What to do:
Write out every one of the records again, swapping "broccoli floret" for "cauliflower floret" and leaving everything else the same.

Recorded information:

⟨

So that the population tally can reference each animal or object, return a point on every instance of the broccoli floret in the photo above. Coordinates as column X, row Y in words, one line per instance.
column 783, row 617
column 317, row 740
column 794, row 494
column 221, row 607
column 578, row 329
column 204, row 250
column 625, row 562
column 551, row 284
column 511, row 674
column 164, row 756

⟩

Full answer:
So that the population tally can reference each animal or object, return a point on every instance of the cauliflower floret in the photo above. Coordinates as column X, row Y in words, one line per instance.
column 783, row 617
column 317, row 740
column 794, row 494
column 221, row 607
column 578, row 329
column 204, row 250
column 625, row 562
column 551, row 284
column 511, row 674
column 164, row 756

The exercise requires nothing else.